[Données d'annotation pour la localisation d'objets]

::::::

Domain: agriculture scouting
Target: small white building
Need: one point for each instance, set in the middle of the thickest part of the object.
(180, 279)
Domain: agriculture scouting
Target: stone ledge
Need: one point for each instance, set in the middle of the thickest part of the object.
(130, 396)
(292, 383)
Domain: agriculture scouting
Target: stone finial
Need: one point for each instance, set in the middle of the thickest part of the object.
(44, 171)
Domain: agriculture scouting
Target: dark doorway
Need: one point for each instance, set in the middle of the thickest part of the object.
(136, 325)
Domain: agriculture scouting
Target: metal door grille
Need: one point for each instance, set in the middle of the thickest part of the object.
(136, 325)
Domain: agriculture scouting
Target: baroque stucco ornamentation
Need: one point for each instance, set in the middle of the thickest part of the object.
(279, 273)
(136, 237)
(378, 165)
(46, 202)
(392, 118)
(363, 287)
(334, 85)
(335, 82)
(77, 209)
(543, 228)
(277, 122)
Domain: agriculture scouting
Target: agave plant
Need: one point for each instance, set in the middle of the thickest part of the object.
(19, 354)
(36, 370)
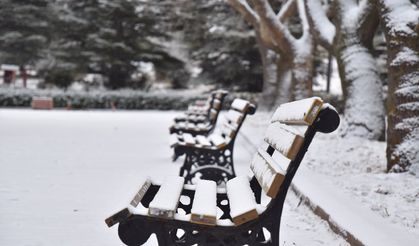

::::::

→ **EXIGENCES**:
Renvoyez chaque ligne des enregistrements où figure la chaîne « stone ».

→ **TÂCHE RÉALISÉE**:
Target: stone ledge
Target: stone finial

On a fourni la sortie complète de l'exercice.